[Excerpts from point annotation data]
——

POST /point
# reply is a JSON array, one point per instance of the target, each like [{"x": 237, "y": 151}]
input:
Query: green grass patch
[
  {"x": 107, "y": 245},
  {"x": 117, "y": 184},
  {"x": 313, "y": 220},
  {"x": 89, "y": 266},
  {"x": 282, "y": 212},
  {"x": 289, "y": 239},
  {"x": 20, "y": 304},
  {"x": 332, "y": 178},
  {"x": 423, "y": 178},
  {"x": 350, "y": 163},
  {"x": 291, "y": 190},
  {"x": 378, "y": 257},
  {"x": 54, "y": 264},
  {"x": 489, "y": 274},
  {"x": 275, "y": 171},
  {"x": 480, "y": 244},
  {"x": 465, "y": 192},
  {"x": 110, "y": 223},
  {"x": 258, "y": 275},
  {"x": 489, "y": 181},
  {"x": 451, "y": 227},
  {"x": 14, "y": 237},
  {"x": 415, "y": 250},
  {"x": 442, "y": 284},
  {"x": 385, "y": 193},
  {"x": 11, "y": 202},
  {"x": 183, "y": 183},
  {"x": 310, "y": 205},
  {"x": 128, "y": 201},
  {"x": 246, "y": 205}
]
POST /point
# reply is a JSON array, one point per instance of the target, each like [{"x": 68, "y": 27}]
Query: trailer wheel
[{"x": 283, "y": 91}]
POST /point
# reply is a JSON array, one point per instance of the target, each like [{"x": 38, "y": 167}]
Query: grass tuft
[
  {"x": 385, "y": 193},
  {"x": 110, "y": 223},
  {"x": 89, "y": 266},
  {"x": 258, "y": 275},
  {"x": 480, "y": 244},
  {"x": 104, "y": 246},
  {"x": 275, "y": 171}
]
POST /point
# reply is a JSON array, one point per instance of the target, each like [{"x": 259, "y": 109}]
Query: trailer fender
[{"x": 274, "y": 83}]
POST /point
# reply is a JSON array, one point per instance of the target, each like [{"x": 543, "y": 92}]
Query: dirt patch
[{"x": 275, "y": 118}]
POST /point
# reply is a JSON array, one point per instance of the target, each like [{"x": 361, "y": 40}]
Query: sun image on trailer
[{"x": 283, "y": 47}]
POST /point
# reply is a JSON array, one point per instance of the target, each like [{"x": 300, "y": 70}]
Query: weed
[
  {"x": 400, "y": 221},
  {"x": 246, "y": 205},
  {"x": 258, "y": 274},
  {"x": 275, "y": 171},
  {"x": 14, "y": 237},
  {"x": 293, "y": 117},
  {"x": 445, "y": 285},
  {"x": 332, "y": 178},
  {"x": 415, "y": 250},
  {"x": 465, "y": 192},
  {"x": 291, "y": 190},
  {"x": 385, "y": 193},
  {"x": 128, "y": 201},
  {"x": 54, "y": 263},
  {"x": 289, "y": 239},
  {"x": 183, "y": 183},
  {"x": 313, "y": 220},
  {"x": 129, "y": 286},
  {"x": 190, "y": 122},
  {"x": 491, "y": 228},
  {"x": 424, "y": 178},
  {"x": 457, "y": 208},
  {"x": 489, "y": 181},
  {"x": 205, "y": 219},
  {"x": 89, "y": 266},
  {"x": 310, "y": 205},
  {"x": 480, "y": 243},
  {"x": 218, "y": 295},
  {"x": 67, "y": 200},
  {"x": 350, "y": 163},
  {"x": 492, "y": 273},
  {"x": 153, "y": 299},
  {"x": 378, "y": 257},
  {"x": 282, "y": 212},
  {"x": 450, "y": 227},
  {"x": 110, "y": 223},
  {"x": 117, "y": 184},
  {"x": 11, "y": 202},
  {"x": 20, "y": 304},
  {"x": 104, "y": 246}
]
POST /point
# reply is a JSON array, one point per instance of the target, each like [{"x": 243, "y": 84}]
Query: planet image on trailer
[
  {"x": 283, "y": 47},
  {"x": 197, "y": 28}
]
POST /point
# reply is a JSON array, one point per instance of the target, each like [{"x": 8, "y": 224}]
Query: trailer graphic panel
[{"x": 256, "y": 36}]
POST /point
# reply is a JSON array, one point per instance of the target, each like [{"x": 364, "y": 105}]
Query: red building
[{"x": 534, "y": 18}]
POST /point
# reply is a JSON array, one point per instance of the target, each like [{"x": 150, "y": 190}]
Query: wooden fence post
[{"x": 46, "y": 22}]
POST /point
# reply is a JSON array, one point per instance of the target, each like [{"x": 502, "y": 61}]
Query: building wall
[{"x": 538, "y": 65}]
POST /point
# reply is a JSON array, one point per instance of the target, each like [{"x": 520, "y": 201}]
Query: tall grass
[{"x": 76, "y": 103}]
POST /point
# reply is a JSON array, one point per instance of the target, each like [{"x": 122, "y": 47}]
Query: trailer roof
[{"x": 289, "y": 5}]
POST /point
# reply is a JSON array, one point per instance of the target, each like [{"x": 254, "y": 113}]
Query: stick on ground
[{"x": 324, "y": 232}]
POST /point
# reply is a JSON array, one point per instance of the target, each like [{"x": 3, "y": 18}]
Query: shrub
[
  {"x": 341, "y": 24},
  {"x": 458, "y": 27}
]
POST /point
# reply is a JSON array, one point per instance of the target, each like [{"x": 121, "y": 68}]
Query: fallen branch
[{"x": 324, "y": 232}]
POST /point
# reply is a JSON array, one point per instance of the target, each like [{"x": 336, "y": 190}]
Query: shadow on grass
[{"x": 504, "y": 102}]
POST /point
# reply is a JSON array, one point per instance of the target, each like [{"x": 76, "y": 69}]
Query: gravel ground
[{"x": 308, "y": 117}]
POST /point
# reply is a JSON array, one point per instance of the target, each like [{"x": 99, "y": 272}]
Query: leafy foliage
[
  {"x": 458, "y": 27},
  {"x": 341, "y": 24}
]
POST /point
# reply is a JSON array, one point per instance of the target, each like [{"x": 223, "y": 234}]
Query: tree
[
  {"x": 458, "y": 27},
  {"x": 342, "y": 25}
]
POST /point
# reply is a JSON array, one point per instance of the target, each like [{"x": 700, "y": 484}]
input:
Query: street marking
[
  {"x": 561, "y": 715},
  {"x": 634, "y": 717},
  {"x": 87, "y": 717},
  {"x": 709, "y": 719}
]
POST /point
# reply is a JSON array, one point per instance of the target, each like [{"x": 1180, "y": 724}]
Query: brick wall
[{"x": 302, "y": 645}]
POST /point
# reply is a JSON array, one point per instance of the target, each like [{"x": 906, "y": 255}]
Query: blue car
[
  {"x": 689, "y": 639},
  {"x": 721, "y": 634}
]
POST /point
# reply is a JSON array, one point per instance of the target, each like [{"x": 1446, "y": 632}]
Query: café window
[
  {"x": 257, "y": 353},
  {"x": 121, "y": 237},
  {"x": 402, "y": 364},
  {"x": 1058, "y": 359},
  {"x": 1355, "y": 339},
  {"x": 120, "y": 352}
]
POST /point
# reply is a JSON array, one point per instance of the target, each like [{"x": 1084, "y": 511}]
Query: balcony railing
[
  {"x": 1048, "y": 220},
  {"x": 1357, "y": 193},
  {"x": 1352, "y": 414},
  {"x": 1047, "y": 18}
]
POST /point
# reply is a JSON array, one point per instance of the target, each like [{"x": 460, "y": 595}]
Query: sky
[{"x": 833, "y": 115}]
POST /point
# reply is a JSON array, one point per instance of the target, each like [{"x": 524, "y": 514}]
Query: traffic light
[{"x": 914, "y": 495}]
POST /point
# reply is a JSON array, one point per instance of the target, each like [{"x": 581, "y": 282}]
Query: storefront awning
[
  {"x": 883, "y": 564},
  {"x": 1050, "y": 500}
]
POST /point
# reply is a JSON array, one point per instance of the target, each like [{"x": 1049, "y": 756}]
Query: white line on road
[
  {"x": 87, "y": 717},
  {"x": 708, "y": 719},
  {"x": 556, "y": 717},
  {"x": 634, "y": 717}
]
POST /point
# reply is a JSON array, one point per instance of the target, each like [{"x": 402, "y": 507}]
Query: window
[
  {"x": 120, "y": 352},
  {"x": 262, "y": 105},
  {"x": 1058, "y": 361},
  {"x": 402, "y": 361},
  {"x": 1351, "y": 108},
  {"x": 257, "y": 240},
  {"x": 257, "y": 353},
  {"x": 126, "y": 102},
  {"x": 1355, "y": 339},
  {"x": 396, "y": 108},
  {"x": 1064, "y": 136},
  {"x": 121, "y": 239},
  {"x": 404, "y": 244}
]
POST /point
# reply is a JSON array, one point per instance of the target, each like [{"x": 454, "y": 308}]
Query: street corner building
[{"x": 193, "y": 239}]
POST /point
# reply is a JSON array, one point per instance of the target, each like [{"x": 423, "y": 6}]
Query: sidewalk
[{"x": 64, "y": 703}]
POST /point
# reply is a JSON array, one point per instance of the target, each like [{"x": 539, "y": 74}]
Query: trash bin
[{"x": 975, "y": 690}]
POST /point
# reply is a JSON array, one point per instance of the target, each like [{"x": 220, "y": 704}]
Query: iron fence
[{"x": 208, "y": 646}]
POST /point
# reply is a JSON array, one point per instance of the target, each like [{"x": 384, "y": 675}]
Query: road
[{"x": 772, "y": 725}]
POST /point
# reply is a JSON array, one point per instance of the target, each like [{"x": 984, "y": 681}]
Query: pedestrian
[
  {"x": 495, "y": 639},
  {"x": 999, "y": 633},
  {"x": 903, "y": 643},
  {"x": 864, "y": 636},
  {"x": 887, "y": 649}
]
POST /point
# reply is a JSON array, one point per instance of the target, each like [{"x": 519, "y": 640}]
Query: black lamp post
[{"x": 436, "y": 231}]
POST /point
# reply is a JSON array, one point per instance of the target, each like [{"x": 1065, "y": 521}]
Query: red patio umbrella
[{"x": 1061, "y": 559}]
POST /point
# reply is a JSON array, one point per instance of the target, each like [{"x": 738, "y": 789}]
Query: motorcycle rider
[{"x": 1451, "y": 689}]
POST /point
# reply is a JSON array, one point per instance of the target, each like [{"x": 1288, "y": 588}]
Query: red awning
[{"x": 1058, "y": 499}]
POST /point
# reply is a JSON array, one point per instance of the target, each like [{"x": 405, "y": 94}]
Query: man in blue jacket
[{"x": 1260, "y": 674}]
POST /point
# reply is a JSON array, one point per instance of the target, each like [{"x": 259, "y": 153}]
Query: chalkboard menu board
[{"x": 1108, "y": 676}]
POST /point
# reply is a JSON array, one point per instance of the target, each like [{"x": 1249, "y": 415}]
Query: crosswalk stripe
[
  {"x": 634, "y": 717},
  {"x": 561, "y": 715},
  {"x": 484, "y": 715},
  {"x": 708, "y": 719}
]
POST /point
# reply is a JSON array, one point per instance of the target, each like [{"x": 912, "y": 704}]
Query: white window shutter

——

> Set exercise
Gather every line from the entries above that contains the word "wall", copying each line in full.

> Task result
Query: building wall
Query: brick wall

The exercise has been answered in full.